**TASK OBJECTIVE**
Print each line once more, unchanged, from the line holding "point: child with blue face paint" to the end of the listing below.
---------- EXERCISE DATA
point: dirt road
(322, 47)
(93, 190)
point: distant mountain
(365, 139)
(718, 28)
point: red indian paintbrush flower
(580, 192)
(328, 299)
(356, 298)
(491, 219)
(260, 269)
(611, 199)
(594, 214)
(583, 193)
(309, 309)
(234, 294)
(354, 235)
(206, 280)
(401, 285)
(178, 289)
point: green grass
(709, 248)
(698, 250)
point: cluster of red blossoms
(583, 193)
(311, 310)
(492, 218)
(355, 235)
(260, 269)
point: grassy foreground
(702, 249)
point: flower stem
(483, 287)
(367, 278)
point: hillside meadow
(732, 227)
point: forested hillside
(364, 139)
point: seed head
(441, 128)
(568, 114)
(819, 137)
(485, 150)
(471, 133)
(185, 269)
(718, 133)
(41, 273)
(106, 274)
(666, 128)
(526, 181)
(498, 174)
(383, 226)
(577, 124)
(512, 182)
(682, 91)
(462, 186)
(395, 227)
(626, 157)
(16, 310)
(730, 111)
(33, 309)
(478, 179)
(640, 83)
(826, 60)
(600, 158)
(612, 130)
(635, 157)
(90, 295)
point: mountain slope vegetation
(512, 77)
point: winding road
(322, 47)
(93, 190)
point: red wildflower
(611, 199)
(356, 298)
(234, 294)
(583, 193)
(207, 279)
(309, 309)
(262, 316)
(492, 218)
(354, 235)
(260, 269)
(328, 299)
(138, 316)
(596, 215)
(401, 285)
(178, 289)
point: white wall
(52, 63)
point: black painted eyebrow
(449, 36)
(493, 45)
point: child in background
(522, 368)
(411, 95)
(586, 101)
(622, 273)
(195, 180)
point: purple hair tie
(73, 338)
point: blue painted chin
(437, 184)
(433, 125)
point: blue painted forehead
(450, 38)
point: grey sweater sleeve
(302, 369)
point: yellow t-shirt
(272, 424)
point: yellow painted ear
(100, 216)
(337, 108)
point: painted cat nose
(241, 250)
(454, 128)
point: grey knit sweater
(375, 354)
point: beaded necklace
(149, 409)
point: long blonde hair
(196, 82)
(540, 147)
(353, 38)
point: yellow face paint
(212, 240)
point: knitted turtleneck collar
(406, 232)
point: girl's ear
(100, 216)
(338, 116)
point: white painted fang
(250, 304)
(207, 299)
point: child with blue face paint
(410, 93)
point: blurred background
--------------------
**RESPONSE TO THE TASK**
point: child with blue face paint
(410, 93)
point: blurred background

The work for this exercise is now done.